[Referring expression data]
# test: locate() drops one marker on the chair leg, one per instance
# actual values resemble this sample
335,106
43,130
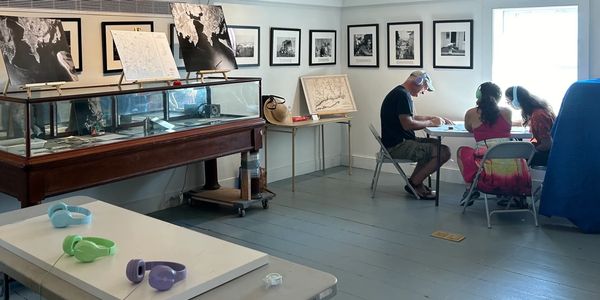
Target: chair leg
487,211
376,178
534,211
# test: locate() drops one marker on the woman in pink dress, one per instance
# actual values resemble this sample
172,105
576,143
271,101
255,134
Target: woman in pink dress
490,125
==
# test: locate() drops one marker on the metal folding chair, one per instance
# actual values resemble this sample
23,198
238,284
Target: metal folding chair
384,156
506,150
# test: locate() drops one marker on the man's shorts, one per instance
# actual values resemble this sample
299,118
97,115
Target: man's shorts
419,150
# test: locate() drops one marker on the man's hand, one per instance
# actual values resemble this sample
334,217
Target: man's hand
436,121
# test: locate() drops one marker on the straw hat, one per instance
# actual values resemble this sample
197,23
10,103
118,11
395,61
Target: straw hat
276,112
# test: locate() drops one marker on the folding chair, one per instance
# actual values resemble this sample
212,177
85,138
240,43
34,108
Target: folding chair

> _TASK DIRECTIONS_
Only the lines containing the word "marker" should be returned from the data above.

> _WRITTEN SOLUTION_
# test: locate() drops one marker on the chair leg, one per instance
# test: locate() drops one marker on the woman in pink dress, one per instance
# test: locate() drops one marker on the metal folding chair, one per instance
# test: locate() drops one marker on the man's shorts, one per instance
# test: locate() drops one marker on the man's hand, one per instance
# test: locate() drops one marker on the straw hat, one per instance
# test: locate() drops one marker on the folding chair, one per instance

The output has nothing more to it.